## Exercises
a: In the Car Project Day post, what is the price per quart of the synthetic gear lube?
b: Echo the Car Project Day post word for word, from "So I find myself" up to and including "Super Duty pickups.".

## Document section
════════════════

Saturday is Car Project Day

So I find myself with that rarest of things: a summer Saturday with nothing scheduled *and* decent weather. Miss E had to work the breakfast buffet at the hotel where she started earlier this week, and K had a volunteer shift at the local DV shelter, so I had the place to myself (well, myself and Scooterbird). And I had things to do to Leviathan: try to fix the parking brake, and solve the leak in the rear axle cover. To that end, I purchased a front parking brake cable (which is what had failed the last time and it sounded like it had failed again this time) and, to replace the replacement stamped-steel rear axle cover (the original rusted through in about 3 years and 85,000 miles, this one has about 120,000 miles on it), a nifty die-cast-aluminum cover with cooling fins that Ford has made available on the 2008 model year F-Series Super Duty pickups.

(There’s an aftermarket aluminum cover available as well, but it runs about $250, and this one is $50. Guess which one I bought?)

Anyway, I needed RTV form-a-gasket, brake clean (great degreaser), a drain pan that would capture the old lube and allow me to transport it to the oil change place for proper disposal, and 4 quarts of synthetic 75W-140 gear lube. $85 and change later, I had the stuff. Yep, $85: $4 RTV, $3.20 brake clean, $9 drain pan, and the synth gear lube runs $15.99 per quart. Ow. On the other hand, the stuff works great, and when I cracked the cover loose on the diff, what came out was in very good shape for being 5 years old with 120K miles on it.

By the way, gear lube? Don’t get it on anything clothing items you like. Particularly used gear lube. The smell is less with the synthetic than with the traditional dino juice (and in really old days, legend has it sperm whale oil was a component), but it’s… bad.

So, spray the rear axle with Simple Green to first knock loose as much of the accumulated cruft as possible, then tackle the parking brake cable.

Sigh. I’ll skip to the end: it’s not the cable. But to determine that, I had to disconnect the batteries (yep, plural: most diesels have two in parallel), which involved some effort on one of the ground terminals, then work my arm down into the back of the engine compartment and undo the 104-pin connector for the transmission computer (which is attached with a 10mm captive bolt), which ended up also requiring the loosening of the fenderwell splash shield so I could retrieve the ratchet wrench I dropped. Once that’s done, you can then crawl under the dash and remove a nut and a bolt to remove the trans computer… and THEN you can see the parking brake pedal mechanism…. at which point I learned that the cable was, in fact, intact. Something else is broken, probably the pedal itself. And I don’t have one of those. So I’ll have to try that again later.

════════════════

## Supplied entries
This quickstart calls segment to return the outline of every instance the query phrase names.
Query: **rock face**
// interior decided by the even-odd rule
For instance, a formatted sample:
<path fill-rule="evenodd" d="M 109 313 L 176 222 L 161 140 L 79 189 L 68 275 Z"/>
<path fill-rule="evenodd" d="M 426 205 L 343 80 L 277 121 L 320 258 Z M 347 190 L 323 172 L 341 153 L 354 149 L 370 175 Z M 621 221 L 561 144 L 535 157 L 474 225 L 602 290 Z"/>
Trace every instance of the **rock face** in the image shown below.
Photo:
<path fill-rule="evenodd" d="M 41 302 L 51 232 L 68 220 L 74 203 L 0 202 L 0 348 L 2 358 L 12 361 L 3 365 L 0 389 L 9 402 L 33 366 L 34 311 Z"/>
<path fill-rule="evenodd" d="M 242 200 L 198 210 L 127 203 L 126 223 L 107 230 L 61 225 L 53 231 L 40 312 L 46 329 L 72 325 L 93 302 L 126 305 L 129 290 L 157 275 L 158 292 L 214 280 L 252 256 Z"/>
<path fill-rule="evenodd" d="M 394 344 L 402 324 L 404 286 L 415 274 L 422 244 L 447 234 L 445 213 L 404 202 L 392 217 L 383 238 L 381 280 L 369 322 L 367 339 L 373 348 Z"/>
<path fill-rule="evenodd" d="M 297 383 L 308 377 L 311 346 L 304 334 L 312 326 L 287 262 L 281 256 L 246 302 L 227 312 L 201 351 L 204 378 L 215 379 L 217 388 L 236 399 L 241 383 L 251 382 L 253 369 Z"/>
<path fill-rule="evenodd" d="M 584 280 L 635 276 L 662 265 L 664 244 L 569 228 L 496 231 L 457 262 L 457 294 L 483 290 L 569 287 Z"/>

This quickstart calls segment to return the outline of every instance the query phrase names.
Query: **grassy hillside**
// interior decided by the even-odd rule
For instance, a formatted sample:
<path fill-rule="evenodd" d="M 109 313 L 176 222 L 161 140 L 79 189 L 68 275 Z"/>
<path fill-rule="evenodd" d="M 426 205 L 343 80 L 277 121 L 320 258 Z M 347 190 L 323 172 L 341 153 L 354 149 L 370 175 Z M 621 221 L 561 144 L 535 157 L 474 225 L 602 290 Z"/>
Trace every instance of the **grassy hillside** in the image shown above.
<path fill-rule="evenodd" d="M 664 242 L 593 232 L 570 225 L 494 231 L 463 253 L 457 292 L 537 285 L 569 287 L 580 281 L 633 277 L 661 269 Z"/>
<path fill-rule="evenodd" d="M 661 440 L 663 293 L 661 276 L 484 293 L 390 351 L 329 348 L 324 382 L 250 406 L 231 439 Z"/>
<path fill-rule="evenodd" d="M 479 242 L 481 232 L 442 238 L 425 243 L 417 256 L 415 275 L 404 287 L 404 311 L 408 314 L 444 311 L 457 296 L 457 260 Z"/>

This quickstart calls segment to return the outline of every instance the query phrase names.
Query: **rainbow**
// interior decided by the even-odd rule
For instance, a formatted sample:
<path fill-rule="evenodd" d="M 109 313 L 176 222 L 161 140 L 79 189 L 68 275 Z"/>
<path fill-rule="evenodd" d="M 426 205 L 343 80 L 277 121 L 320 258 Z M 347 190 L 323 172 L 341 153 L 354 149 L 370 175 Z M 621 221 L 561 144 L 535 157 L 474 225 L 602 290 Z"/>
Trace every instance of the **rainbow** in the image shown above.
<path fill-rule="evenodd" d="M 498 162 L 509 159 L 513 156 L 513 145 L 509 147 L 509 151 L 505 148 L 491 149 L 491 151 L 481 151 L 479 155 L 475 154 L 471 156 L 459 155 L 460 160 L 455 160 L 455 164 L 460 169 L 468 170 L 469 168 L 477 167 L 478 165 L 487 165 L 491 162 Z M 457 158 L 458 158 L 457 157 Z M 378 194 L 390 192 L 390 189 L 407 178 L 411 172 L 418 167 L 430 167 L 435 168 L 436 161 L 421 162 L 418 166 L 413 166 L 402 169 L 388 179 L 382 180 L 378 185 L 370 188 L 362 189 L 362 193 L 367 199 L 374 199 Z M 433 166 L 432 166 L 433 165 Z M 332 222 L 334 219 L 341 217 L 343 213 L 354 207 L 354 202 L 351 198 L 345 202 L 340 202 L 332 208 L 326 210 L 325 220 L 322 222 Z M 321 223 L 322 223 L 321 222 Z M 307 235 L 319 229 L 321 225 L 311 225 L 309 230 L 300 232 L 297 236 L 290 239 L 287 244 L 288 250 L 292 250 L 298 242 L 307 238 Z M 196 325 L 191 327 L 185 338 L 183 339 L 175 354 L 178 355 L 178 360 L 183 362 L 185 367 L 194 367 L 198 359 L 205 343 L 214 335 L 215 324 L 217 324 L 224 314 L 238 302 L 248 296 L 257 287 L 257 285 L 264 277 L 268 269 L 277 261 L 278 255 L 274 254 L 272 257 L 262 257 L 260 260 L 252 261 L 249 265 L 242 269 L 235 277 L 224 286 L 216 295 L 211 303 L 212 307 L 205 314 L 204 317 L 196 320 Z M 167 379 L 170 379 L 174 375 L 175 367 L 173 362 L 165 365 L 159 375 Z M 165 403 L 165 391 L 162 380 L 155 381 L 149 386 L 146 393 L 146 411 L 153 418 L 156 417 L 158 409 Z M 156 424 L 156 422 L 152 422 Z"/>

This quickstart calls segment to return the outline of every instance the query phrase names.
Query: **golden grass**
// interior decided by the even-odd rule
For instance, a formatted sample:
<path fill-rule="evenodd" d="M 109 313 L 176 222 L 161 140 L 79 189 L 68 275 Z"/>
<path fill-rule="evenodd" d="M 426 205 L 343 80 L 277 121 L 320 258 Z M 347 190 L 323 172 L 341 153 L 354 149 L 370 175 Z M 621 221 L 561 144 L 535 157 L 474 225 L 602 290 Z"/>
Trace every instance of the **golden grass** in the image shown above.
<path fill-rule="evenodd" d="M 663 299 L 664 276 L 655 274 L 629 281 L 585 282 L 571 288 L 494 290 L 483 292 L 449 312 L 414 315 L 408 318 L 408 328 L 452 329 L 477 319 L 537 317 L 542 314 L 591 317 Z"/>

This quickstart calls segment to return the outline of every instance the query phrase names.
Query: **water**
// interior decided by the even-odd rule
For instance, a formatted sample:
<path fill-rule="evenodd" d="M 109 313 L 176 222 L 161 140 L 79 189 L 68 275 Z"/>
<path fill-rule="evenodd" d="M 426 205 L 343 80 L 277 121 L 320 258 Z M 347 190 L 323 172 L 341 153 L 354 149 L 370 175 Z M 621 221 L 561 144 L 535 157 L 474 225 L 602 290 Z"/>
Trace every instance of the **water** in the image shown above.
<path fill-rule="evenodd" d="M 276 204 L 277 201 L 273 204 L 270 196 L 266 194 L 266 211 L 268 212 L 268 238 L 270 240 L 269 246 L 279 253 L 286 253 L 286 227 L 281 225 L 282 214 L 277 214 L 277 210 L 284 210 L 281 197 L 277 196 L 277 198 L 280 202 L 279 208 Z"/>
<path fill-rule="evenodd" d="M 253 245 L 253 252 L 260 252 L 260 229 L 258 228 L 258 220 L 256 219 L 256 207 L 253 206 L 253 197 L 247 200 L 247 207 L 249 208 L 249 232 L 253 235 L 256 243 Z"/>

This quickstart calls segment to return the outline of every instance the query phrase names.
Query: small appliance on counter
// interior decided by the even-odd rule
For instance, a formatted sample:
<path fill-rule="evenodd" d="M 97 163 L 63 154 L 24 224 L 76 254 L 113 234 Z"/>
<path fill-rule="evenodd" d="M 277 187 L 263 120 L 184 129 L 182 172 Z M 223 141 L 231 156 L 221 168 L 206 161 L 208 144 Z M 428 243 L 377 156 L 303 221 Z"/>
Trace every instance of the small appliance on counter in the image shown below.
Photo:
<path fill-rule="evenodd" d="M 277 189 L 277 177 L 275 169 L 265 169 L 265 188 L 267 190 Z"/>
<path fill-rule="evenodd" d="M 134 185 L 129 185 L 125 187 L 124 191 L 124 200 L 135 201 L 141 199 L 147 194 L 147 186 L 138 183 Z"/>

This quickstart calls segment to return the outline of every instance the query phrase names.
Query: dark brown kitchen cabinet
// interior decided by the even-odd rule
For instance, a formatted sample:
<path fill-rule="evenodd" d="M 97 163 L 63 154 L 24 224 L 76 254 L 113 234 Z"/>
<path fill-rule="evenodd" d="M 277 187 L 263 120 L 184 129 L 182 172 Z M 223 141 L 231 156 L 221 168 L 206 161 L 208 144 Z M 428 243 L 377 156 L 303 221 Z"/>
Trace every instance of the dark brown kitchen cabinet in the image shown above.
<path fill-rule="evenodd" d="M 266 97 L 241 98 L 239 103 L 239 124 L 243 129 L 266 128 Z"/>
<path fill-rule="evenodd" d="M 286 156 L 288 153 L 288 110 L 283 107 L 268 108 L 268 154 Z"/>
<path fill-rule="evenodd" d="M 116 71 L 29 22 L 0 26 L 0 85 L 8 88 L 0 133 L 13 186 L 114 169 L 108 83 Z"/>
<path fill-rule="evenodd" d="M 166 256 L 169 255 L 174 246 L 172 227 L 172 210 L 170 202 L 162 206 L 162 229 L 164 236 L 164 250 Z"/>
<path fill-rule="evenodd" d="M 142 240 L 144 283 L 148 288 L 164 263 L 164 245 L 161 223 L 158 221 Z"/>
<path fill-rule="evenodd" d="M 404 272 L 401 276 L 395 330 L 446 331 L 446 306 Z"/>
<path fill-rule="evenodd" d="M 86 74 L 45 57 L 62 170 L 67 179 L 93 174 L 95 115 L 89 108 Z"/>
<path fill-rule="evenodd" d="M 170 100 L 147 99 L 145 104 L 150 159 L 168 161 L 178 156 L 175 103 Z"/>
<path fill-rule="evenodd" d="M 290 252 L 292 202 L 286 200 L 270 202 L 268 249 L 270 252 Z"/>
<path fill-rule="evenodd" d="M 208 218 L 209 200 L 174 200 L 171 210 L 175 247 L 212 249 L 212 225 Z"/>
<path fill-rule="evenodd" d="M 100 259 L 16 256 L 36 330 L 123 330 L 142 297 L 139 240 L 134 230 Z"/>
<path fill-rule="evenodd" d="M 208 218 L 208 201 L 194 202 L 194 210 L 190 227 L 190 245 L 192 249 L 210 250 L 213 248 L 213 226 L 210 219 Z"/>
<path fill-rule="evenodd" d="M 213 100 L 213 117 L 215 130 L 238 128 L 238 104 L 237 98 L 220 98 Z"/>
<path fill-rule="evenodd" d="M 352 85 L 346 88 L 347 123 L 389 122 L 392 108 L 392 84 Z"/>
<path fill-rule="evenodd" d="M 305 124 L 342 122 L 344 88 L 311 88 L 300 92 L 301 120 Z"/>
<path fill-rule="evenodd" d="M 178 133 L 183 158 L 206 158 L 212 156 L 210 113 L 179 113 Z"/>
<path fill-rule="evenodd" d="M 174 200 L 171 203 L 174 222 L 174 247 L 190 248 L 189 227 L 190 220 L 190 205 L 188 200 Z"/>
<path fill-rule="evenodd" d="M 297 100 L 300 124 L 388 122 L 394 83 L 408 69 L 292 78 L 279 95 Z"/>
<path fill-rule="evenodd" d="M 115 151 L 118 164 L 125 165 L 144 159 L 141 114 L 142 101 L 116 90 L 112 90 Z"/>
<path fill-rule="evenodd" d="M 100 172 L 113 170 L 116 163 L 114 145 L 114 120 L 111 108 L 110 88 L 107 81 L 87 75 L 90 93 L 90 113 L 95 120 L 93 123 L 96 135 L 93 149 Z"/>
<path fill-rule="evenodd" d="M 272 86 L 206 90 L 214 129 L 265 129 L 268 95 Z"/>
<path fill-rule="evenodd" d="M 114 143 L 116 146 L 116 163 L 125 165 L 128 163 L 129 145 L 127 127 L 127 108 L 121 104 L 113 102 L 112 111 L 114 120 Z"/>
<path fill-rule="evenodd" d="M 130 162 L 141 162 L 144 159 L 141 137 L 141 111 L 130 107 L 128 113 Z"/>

════════════════

## Full answers
a: $15.99 per quart.

b:
So I find myself with that rarest of things: a summer Saturday with nothing scheduled *and* decent weather. Miss E had to work the breakfast buffet at the hotel where she started earlier this week, and K had a volunteer shift at the local DV shelter, so I had the place to myself (well, myself and Scooterbird). And I had things to do to Leviathan: try to fix the parking brake, and solve the leak in the rear axle cover. To that end, I purchased a front parking brake cable (which is what had failed the last time and it sounded like it had failed again this time) and, to replace the replacement stamped-steel rear axle cover (the original rusted through in about 3 years and 85,000 miles, this one has about 120,000 miles on it), a nifty die-cast-aluminum cover with cooling fins that Ford has made available on the 2008 model year F-Series Super Duty pickups.